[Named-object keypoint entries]
%%
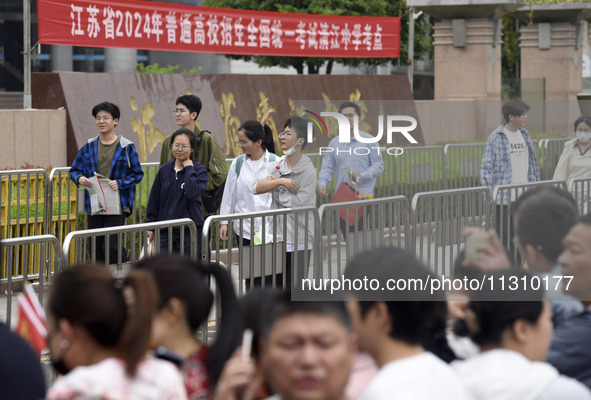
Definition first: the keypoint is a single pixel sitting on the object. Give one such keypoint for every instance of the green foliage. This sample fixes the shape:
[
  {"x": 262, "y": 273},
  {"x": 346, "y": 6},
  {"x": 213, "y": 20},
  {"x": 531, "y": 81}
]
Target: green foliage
[
  {"x": 170, "y": 69},
  {"x": 376, "y": 8}
]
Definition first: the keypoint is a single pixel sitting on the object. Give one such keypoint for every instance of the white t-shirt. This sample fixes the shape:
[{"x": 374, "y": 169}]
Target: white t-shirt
[
  {"x": 154, "y": 380},
  {"x": 519, "y": 156},
  {"x": 580, "y": 164},
  {"x": 502, "y": 374},
  {"x": 420, "y": 377}
]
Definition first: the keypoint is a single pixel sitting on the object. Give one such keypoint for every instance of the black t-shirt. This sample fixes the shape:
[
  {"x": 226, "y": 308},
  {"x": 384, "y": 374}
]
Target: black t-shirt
[{"x": 21, "y": 377}]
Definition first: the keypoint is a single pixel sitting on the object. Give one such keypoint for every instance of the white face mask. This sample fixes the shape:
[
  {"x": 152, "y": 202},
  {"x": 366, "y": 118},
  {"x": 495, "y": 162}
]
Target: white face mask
[
  {"x": 291, "y": 150},
  {"x": 584, "y": 137}
]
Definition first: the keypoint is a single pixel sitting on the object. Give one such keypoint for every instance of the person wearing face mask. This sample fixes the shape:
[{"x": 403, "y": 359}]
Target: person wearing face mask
[
  {"x": 176, "y": 193},
  {"x": 291, "y": 180},
  {"x": 575, "y": 160},
  {"x": 98, "y": 333}
]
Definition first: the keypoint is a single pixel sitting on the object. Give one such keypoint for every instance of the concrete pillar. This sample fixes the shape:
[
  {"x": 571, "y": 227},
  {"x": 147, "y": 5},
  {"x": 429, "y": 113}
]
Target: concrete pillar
[
  {"x": 120, "y": 60},
  {"x": 467, "y": 59},
  {"x": 549, "y": 51},
  {"x": 61, "y": 58}
]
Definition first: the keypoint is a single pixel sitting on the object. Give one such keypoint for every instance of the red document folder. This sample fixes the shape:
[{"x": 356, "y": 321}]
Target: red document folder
[{"x": 346, "y": 193}]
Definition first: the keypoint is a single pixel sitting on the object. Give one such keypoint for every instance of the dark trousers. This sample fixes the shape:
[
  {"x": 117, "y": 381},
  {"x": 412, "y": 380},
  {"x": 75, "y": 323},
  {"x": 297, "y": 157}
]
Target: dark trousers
[
  {"x": 105, "y": 221},
  {"x": 506, "y": 230}
]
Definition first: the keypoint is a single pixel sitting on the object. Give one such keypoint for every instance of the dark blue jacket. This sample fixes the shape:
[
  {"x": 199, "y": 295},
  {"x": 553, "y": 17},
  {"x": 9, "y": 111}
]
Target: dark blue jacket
[
  {"x": 125, "y": 168},
  {"x": 570, "y": 351},
  {"x": 177, "y": 195}
]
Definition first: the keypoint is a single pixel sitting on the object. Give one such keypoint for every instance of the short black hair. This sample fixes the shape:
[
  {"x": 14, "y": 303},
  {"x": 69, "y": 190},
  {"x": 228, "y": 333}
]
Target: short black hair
[
  {"x": 300, "y": 126},
  {"x": 111, "y": 108},
  {"x": 538, "y": 190},
  {"x": 350, "y": 104},
  {"x": 192, "y": 102},
  {"x": 281, "y": 306},
  {"x": 492, "y": 310},
  {"x": 514, "y": 107},
  {"x": 543, "y": 222},
  {"x": 585, "y": 219},
  {"x": 583, "y": 118}
]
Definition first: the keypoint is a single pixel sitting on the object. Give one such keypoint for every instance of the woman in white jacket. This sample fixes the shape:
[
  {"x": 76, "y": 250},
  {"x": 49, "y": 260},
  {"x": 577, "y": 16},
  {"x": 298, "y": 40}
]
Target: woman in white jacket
[
  {"x": 514, "y": 331},
  {"x": 575, "y": 160},
  {"x": 256, "y": 141},
  {"x": 291, "y": 180}
]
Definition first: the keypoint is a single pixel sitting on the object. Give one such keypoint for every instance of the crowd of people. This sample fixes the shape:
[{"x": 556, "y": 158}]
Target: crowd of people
[{"x": 139, "y": 335}]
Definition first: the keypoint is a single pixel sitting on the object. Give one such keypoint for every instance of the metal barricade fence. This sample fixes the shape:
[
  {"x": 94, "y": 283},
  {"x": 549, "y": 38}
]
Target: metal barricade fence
[
  {"x": 420, "y": 169},
  {"x": 550, "y": 151},
  {"x": 43, "y": 251},
  {"x": 503, "y": 197},
  {"x": 258, "y": 261},
  {"x": 22, "y": 207},
  {"x": 581, "y": 191},
  {"x": 75, "y": 250},
  {"x": 63, "y": 197},
  {"x": 462, "y": 163},
  {"x": 352, "y": 227},
  {"x": 438, "y": 219}
]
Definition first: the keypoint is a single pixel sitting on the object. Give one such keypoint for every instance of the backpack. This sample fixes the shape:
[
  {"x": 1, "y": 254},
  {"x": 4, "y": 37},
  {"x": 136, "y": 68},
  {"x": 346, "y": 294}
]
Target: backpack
[
  {"x": 212, "y": 199},
  {"x": 240, "y": 161}
]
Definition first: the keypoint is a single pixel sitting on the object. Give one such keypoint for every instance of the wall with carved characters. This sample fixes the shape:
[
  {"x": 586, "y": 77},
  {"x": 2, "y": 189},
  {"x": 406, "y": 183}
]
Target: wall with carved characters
[{"x": 147, "y": 100}]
%%
▸ **Instructions to follow**
Reproduce all of the material above line for line, leaving out the pictures.

▸ **Problem solution**
Definition first: the keypoint is a single pixel sitting on the object. Give one such keypoint for every instance of the green foliage. This sample fixes the shape:
[
  {"x": 262, "y": 273},
  {"x": 346, "y": 6},
  {"x": 213, "y": 20},
  {"x": 531, "y": 81}
]
Target: green foliage
[
  {"x": 170, "y": 69},
  {"x": 376, "y": 8}
]
Definition first: the keypoint is a single pixel sitting on the object. Give one such keypoint for every instance of the white t-shirt. This sample fixes the shape:
[{"x": 374, "y": 169}]
Target: white t-shirt
[
  {"x": 154, "y": 380},
  {"x": 519, "y": 156},
  {"x": 580, "y": 164},
  {"x": 502, "y": 374},
  {"x": 420, "y": 377}
]
Definition first: the keypoint is a single pixel sitting on the object. Give one such keypoint for every instance of the black t-shirt. This sample fixes the shape:
[
  {"x": 226, "y": 308},
  {"x": 384, "y": 374}
]
Target: black t-shirt
[{"x": 21, "y": 377}]
Definition first: the keypoint is a single pixel sitting on the object. Give one such keypoint for every instance of the white face mask. This sample fixes the shape:
[
  {"x": 152, "y": 202},
  {"x": 366, "y": 118},
  {"x": 495, "y": 162}
]
Target: white face mask
[
  {"x": 291, "y": 150},
  {"x": 584, "y": 137}
]
Definition first: the keypoint is a single pixel sitting on the object. Give one such keypoint for every instance of the person wearing face mask. This sample fixes the shape:
[{"x": 403, "y": 359}]
Target: person wearing face mask
[
  {"x": 176, "y": 193},
  {"x": 291, "y": 180},
  {"x": 575, "y": 160},
  {"x": 98, "y": 333}
]
Definition first: the keypoint is a single pixel sitting on the object. Give one such keypoint for every instance of the concrete pillar. This sample fixes the shape:
[
  {"x": 571, "y": 227},
  {"x": 147, "y": 5},
  {"x": 429, "y": 113}
]
Target: concrete pillar
[
  {"x": 120, "y": 60},
  {"x": 467, "y": 59},
  {"x": 549, "y": 51},
  {"x": 61, "y": 58}
]
Definition first: the keypoint is a single pixel sitting on the object. Give one such keypoint for every instance of the red document folder. This sample fixes the shape:
[{"x": 356, "y": 321}]
Target: red document folder
[{"x": 346, "y": 193}]
Definition first: the keypoint is a single pixel sitting on the object. Give one such keypoint for every instance of the dark trousers. This sample fixes the shape:
[
  {"x": 117, "y": 381},
  {"x": 412, "y": 380},
  {"x": 75, "y": 323},
  {"x": 297, "y": 157}
]
Target: dark trousers
[
  {"x": 105, "y": 221},
  {"x": 506, "y": 230}
]
Definition first: the keypoint is a single pixel sitting on the object. Give one such keypoint for every instance of the dark blue jacket. This sample fixes the shape:
[
  {"x": 199, "y": 295},
  {"x": 553, "y": 17},
  {"x": 9, "y": 111}
]
Target: dark blue jacket
[
  {"x": 125, "y": 168},
  {"x": 570, "y": 351},
  {"x": 177, "y": 195}
]
Definition first: the keypoint is a single pixel sitting on the object. Give one such keypoint for every instance of the short black hair. This sample fixes the shape:
[
  {"x": 14, "y": 303},
  {"x": 69, "y": 190},
  {"x": 228, "y": 333}
]
Target: short black hair
[
  {"x": 300, "y": 126},
  {"x": 111, "y": 108},
  {"x": 538, "y": 190},
  {"x": 350, "y": 104},
  {"x": 192, "y": 102},
  {"x": 281, "y": 306},
  {"x": 492, "y": 310},
  {"x": 514, "y": 107},
  {"x": 543, "y": 222},
  {"x": 585, "y": 219},
  {"x": 583, "y": 118}
]
Definition first: the keypoint is a single pixel sitting on the object. Give one such keypoint for every instance of the woman in white jacket. This sample fixes the shape:
[
  {"x": 76, "y": 250},
  {"x": 49, "y": 260},
  {"x": 577, "y": 16},
  {"x": 298, "y": 40}
]
Target: woman in white jacket
[
  {"x": 514, "y": 331},
  {"x": 575, "y": 160},
  {"x": 256, "y": 141},
  {"x": 291, "y": 180}
]
Definition first: the keypoint is a single pixel sitting on the object. Give one such keypoint for every instance of the crowd of people. This sample fixes the shape:
[{"x": 556, "y": 158}]
Target: crowd of people
[{"x": 139, "y": 335}]
Definition first: the keypoint is a single pixel sitting on the object. Give one such keypoint for every instance of the metal barricade fence. This sample fixes the shape:
[
  {"x": 94, "y": 283},
  {"x": 549, "y": 38}
]
Target: metal barricade fence
[
  {"x": 420, "y": 169},
  {"x": 550, "y": 151},
  {"x": 43, "y": 251},
  {"x": 503, "y": 197},
  {"x": 258, "y": 261},
  {"x": 22, "y": 207},
  {"x": 581, "y": 191},
  {"x": 75, "y": 250},
  {"x": 63, "y": 197},
  {"x": 462, "y": 163},
  {"x": 352, "y": 227},
  {"x": 438, "y": 219}
]
Definition first: the keypoint is a single pixel sitting on the object. Give one such keypoint for every instance of the backpack. This sample fixes the shape:
[
  {"x": 1, "y": 254},
  {"x": 4, "y": 37},
  {"x": 136, "y": 68},
  {"x": 346, "y": 294}
]
Target: backpack
[
  {"x": 212, "y": 199},
  {"x": 240, "y": 161}
]
Definition first: the keypoint is a single pixel sitting on the object. Give one such keypoint for every instance of the wall with carved characters. This sample fixes the shape:
[
  {"x": 586, "y": 77},
  {"x": 2, "y": 189},
  {"x": 406, "y": 183}
]
Target: wall with carved characters
[{"x": 147, "y": 100}]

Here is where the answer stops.